Ferrofluids are described in my publication "Magnetic Fluids,"
International Science and Technology, July 1966, pp 48-56; U.S.
Pat. No. 3,215,572; in the publication of R. Kaiser and G.
Miskolczy, "Magnetic Properties of Stable Dispersions of Subdomain
Magnetite Particles," J. Applied Physics, Vol. 41, No. 3, Mar. 1,
1970, pp 1064-1072; in "A Catalog of Magnetic Fluids",
Ferrofluidics Corporation, Burlington, Massachusetts 1972 and
elsewhere.
In the prior art, a magnetic powder is reduced in size to the
colloidal range as by ball-mill grinding in the presence of a
liquid carrier and a grinding aid which serves also as a dispersing
agent. The dispersing agent is typically a surfactant comprising a
polar long-chain molecule whose polar group adsorbs onto the
surface of the particle to produce a monomolecular protective
coating that prevents particles from attaching to each other.

----

Task set:
- a) In the ferrofluid passage, what grinding method is given as an example for reducing a magnetic powder to the colloidal range?
- b) Write out the stretch of the ferrofluid passage from "Ferrofluids are described" through "Kaiser and G.".
- c) Go on with the ferrofluid passage, starting after its final sentence.

[Saved data entries]
----

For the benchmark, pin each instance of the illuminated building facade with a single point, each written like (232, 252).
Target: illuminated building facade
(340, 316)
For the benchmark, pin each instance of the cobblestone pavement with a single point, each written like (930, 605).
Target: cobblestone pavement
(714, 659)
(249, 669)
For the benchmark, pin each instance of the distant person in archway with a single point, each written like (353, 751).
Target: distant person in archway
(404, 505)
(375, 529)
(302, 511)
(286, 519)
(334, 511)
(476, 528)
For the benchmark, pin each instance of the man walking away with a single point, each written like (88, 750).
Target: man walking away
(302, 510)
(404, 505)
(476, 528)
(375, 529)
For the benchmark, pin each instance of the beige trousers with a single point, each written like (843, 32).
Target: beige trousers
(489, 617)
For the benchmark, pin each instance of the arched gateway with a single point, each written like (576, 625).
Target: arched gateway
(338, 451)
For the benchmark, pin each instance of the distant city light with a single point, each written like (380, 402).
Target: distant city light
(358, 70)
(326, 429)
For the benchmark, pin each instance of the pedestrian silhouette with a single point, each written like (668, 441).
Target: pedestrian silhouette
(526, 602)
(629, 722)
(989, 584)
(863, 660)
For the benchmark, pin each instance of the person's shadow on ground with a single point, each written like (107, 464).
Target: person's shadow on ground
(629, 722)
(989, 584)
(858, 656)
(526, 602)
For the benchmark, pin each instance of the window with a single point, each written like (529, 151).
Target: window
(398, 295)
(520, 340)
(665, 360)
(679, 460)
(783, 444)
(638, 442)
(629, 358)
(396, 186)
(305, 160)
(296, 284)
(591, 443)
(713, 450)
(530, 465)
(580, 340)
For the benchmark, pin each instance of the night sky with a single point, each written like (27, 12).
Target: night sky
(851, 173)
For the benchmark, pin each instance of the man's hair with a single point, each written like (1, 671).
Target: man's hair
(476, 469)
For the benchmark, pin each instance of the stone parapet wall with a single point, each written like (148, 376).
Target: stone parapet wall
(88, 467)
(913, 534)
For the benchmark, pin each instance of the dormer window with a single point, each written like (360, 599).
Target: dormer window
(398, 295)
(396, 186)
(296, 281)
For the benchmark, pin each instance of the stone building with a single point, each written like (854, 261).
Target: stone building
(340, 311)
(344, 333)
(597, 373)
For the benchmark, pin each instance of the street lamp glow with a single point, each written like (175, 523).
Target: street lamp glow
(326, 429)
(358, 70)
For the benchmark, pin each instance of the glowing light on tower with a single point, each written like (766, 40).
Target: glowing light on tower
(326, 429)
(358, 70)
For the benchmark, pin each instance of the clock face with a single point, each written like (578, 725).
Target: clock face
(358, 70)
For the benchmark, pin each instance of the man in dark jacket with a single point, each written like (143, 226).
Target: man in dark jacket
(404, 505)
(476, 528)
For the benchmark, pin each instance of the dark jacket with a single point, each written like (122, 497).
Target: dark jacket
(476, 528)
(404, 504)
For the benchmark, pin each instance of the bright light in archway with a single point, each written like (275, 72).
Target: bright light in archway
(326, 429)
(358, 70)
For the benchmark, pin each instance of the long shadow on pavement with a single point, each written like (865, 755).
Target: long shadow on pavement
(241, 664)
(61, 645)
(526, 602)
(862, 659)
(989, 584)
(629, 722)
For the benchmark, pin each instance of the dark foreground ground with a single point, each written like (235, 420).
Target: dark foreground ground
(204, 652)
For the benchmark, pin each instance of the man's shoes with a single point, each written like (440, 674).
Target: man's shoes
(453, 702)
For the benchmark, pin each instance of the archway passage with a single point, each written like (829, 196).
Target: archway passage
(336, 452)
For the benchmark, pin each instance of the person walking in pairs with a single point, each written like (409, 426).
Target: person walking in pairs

----

Expected outputs:
- a) Ball-mill grinding.

- b)
Ferrofluids are described in my publication "Magnetic Fluids,"
International Science and Technology, July 1966, pp 48-56; U.S.
Pat. No. 3,215,572; in the publication of R. Kaiser and G.

- c)
U.S. Pat. No. 3,531,413, hereby incorporated by reference,
describes a method for transferring magnetic-coated particles of a
ferrofluid from one carrier liquid to another by a process of
flocculation using a foreign solvent, separation of flocculated
particles from supernatant liquid, and transfer of the particles
into an alternate solvent in which the coated particles are
dispersible. The carrier liquids that are employed must be similar
in their physical chemical properties. The flocculation process is
here termed reversible with the coating of a dispersing agent on
the particles as in the prior art remaining attached and unchanged.
As a result, the coated, flocked particles are redispersable into
the pure original solvent.
SUMMARY OF THE INVENTION
My invention relates to an improved process for the preparation of
ferrofluids and to the ferrofluids so produced, and in particular,
concerns a process for the flocculation of magnetic particles from
a ferrofluid in an irreversible manner, and the treatment of such
irreversibly flocked particles to prepare improved ferrofluid
compositions.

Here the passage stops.